- Assigned task
Copy every one of the following entries verbatim, reproducing each line without changes.

[Start of section]

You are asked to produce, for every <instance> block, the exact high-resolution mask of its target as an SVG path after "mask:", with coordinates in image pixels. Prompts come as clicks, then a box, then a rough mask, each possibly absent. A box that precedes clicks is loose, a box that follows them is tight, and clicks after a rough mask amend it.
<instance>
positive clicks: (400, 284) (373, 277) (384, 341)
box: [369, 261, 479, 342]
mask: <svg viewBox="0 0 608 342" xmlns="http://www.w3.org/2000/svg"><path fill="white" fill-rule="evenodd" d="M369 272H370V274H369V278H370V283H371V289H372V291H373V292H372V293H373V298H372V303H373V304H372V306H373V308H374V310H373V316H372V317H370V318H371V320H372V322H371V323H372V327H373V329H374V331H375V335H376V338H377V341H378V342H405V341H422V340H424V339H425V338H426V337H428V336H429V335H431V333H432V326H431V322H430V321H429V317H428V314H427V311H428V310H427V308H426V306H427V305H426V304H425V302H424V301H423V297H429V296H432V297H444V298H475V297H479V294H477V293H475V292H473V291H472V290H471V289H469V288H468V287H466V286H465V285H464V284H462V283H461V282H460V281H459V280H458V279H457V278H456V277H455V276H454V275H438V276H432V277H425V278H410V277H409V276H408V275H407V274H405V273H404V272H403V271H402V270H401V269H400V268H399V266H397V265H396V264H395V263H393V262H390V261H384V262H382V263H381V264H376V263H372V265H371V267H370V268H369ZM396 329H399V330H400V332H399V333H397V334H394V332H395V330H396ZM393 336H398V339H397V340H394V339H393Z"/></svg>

[End of section]

- Final answer
You are asked to produce, for every <instance> block, the exact high-resolution mask of its target as an SVG path after "mask:", with coordinates in image pixels. Prompts come as clicks, then a box, then a rough mask, each possibly absent. A box that precedes clicks is loose, a box that follows them is tight, and clicks after a rough mask amend it.
<instance>
positive clicks: (400, 284) (373, 277) (384, 341)
box: [369, 261, 479, 342]
mask: <svg viewBox="0 0 608 342" xmlns="http://www.w3.org/2000/svg"><path fill="white" fill-rule="evenodd" d="M369 272H370V274H369V278H370V283H371V289H372V291H373V292H372V293H373V298H372V303H373V304H372V306H373V308H374V310H373V316H372V317H370V318H371V320H372V322H371V323H372V327H373V329H374V331H375V335H376V338H377V341H378V342H405V341H422V340H424V339H425V338H426V337H428V336H429V335H431V333H432V326H431V322H430V321H429V317H428V314H427V311H428V310H427V308H426V306H427V305H426V304H425V302H424V301H423V297H429V296H432V297H444V298H475V297H479V294H477V293H475V292H473V291H472V290H471V289H469V288H468V287H466V286H465V285H464V284H462V283H461V282H460V281H459V280H458V279H457V278H456V277H455V276H454V275H438V276H432V277H425V278H410V277H409V276H408V275H407V274H405V273H404V272H403V271H402V270H401V269H400V268H399V266H397V265H396V264H395V263H393V262H390V261H384V262H382V263H381V264H376V263H372V265H371V267H370V268H369ZM396 329H399V330H400V332H399V333H397V334H394V332H395V330H396ZM393 336H398V339H397V340H394V339H393Z"/></svg>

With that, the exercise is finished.